• **Exercise instructions**
Copy out word for word the part of the items below that opens with the line containing "face in this photo." and runs through the end of the items, and nothing else.

• **Records to use**
◆ ◆ ◆ ◆ ◆ ◆ ◆
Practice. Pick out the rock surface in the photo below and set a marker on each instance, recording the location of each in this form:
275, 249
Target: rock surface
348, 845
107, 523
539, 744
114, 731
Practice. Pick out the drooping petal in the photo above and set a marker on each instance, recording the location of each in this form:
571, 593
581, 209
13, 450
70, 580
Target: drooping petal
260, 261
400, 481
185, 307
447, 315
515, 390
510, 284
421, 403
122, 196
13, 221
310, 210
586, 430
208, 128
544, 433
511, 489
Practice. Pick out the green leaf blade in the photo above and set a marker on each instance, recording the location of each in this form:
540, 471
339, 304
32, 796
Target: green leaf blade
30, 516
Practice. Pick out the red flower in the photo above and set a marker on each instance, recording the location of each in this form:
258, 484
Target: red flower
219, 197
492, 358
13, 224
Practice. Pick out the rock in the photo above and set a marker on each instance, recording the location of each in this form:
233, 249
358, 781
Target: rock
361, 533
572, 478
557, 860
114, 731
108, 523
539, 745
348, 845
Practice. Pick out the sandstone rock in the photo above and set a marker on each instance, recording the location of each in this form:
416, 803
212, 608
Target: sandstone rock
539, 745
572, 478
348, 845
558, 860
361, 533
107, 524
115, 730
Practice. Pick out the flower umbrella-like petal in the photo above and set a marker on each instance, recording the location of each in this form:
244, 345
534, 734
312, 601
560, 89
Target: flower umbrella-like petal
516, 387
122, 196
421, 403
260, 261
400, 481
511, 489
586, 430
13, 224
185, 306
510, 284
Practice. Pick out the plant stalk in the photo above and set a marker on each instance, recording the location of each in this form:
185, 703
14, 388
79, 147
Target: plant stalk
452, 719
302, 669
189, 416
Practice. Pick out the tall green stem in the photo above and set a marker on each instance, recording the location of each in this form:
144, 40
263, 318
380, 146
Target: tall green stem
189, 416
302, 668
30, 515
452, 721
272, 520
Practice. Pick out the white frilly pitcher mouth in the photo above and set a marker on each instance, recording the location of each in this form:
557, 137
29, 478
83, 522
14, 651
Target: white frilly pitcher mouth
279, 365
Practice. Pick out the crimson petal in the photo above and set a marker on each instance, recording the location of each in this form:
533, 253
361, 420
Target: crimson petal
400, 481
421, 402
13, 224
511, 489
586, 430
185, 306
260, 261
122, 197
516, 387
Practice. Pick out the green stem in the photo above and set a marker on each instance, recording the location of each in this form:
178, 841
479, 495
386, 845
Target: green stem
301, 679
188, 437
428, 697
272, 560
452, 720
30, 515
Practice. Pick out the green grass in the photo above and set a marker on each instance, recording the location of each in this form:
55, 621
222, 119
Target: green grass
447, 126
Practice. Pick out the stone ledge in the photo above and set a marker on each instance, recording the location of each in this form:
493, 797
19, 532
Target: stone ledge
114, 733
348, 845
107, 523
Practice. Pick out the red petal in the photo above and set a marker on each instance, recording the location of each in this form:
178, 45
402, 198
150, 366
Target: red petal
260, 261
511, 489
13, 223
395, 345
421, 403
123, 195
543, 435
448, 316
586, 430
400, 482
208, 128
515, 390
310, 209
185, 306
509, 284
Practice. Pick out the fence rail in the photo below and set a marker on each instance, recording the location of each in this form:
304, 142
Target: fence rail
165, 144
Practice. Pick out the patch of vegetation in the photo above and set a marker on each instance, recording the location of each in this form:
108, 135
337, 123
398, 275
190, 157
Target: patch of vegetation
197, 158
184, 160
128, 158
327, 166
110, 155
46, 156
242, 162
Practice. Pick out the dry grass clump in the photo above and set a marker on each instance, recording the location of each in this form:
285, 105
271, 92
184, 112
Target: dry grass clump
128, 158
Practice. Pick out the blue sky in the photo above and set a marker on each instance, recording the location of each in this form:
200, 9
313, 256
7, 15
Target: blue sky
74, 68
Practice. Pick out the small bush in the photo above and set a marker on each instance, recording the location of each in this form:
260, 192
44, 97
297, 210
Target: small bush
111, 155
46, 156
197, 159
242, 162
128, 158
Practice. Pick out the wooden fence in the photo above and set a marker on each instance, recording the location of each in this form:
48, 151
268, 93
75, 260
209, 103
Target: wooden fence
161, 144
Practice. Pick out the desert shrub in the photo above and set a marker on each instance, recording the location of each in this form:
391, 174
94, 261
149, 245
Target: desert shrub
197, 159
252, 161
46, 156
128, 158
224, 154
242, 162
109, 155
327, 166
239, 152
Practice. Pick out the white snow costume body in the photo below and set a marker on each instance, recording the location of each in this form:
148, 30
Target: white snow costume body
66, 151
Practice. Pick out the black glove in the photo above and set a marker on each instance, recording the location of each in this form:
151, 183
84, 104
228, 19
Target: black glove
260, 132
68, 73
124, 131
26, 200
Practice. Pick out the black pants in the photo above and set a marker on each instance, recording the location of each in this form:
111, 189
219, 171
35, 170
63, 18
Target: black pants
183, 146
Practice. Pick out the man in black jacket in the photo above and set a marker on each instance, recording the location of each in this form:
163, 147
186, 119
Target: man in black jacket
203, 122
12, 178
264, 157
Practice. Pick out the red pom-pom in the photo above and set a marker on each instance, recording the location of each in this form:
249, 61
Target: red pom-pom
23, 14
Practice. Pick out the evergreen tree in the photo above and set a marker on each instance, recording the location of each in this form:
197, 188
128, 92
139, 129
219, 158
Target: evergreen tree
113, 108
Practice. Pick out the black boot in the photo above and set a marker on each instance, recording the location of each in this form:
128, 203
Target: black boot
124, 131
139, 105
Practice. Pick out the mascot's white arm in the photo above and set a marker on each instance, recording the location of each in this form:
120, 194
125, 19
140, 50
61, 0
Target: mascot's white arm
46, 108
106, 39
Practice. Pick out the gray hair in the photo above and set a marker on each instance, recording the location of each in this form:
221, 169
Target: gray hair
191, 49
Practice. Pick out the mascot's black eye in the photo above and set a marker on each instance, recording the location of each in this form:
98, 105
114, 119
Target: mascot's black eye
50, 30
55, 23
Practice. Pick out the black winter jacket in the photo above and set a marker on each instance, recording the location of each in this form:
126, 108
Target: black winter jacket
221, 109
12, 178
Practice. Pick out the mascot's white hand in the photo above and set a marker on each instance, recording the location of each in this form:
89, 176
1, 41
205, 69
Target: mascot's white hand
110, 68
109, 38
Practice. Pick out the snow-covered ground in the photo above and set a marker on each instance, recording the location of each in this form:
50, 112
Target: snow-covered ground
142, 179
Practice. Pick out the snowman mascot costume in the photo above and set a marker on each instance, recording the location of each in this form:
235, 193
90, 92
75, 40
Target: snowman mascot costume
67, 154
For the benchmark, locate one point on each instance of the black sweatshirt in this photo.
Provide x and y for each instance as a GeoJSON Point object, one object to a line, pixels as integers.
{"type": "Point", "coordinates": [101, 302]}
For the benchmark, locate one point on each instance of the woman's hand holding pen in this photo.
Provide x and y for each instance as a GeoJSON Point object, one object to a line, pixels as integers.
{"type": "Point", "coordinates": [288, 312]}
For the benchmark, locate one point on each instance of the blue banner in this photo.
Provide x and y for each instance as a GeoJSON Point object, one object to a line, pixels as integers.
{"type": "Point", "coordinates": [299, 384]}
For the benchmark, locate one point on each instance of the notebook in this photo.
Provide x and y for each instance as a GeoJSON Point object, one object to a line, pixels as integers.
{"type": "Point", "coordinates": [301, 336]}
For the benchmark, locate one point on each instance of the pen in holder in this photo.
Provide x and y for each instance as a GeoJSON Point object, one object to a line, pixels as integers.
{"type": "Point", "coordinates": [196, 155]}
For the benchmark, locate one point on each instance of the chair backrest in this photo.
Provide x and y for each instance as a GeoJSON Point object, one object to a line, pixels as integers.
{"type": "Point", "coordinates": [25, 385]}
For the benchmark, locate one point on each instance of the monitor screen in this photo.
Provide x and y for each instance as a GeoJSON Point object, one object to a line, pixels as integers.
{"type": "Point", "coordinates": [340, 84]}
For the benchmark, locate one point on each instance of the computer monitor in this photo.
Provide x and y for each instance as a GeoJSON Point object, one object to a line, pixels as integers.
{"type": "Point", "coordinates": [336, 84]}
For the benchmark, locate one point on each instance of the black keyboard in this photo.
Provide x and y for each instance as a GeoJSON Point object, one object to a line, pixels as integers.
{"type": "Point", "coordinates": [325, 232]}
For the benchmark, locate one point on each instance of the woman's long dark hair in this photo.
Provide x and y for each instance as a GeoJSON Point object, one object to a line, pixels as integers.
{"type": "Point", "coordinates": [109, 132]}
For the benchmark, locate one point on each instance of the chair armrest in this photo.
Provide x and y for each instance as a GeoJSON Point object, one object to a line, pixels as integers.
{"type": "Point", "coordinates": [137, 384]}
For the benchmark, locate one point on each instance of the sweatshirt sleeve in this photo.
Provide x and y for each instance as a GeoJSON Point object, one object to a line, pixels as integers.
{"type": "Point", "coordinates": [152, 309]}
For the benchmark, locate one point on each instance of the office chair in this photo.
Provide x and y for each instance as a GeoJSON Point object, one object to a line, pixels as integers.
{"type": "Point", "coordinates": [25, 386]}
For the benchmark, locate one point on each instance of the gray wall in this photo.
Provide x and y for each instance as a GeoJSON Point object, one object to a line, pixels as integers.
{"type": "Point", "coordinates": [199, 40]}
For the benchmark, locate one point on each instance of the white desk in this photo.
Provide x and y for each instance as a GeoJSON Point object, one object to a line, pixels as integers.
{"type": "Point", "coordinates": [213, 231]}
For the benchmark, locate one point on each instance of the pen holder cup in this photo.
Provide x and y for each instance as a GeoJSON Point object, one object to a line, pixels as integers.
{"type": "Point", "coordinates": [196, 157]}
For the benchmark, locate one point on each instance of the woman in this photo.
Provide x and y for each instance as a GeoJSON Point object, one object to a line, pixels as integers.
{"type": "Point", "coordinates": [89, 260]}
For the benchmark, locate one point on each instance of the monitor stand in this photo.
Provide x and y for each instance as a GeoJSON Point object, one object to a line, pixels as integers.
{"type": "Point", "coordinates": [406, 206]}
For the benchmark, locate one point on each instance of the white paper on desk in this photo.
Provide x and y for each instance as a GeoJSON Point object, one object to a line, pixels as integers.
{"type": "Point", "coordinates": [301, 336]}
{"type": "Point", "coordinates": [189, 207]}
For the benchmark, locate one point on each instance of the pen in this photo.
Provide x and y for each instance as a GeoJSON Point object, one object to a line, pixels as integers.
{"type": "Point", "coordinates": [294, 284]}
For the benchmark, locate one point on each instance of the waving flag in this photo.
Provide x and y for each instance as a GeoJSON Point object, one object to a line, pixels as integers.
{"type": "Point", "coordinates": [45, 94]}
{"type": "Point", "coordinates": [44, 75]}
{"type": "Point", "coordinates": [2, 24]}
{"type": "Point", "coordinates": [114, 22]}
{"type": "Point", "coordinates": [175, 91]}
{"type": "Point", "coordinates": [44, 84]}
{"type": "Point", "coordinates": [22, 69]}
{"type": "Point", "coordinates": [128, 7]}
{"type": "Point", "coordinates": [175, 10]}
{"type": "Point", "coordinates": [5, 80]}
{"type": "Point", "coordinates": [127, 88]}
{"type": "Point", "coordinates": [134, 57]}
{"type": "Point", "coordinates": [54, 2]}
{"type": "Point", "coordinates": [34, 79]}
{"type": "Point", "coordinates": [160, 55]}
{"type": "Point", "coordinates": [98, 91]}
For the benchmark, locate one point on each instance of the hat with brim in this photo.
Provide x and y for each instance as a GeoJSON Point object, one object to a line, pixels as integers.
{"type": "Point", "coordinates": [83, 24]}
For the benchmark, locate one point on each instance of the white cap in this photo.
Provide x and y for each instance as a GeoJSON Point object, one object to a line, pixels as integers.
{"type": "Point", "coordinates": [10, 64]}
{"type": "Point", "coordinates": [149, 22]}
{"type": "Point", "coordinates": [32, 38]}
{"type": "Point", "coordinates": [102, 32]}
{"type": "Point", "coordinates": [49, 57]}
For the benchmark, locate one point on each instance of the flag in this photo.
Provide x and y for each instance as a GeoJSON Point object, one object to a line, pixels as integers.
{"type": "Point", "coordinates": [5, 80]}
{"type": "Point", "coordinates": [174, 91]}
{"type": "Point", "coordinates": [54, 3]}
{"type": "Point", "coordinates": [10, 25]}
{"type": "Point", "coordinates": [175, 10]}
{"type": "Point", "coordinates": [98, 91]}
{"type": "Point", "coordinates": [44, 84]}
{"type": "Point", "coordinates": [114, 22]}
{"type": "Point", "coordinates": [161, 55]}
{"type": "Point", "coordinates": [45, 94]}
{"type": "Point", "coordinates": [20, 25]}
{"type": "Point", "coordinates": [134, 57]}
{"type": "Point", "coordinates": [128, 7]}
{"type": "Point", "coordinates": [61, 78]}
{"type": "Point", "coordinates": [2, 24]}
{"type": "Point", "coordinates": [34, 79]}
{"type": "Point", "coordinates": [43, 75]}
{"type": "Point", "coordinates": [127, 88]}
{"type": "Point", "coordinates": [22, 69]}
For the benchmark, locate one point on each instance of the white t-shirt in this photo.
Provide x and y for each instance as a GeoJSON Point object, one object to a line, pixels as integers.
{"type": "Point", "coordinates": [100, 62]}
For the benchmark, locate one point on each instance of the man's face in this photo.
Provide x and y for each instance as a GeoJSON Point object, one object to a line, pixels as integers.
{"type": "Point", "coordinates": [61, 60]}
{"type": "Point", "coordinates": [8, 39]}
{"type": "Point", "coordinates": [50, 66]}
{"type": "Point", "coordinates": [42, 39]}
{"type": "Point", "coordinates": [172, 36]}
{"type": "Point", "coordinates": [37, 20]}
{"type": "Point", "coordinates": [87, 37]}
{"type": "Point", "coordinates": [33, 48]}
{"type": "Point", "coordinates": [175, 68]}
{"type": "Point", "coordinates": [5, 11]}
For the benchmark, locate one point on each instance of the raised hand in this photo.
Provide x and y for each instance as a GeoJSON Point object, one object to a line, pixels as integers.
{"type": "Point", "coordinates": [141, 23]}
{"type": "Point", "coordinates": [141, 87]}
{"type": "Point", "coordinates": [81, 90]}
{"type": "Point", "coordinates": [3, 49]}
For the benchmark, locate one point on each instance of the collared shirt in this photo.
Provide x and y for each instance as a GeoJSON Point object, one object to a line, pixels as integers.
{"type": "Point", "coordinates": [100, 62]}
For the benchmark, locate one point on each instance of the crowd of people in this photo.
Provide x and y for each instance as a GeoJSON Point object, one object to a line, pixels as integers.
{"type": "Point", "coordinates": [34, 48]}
◆ ◆ ◆ ◆ ◆ ◆ ◆
• **Completed exercise**
For the benchmark, locate one point on each instance of the man's face in this photo.
Provide x and y for each instance as a GeoJSON Point object, one object to a line, pixels as integers.
{"type": "Point", "coordinates": [61, 60]}
{"type": "Point", "coordinates": [8, 39]}
{"type": "Point", "coordinates": [50, 66]}
{"type": "Point", "coordinates": [42, 39]}
{"type": "Point", "coordinates": [172, 36]}
{"type": "Point", "coordinates": [37, 20]}
{"type": "Point", "coordinates": [87, 37]}
{"type": "Point", "coordinates": [33, 48]}
{"type": "Point", "coordinates": [175, 68]}
{"type": "Point", "coordinates": [5, 11]}
For the benchmark, locate one point on each instance of the raised hand in this photo.
Provide x and y for each instance as a GeoJSON Point object, one object to a line, pixels as integers.
{"type": "Point", "coordinates": [141, 23]}
{"type": "Point", "coordinates": [141, 87]}
{"type": "Point", "coordinates": [81, 90]}
{"type": "Point", "coordinates": [3, 49]}
For the benchmark, locate one point on each instance of the collared shirt in this photo.
Provide x and y for each instance as a GeoJSON Point object, one object to a line, pixels as integers.
{"type": "Point", "coordinates": [100, 62]}
For the benchmark, locate one point on each instance of the crowd of people in this photo.
Provide x and y for each instance as a GeoJSON Point object, one object to a line, pixels as integers.
{"type": "Point", "coordinates": [34, 48]}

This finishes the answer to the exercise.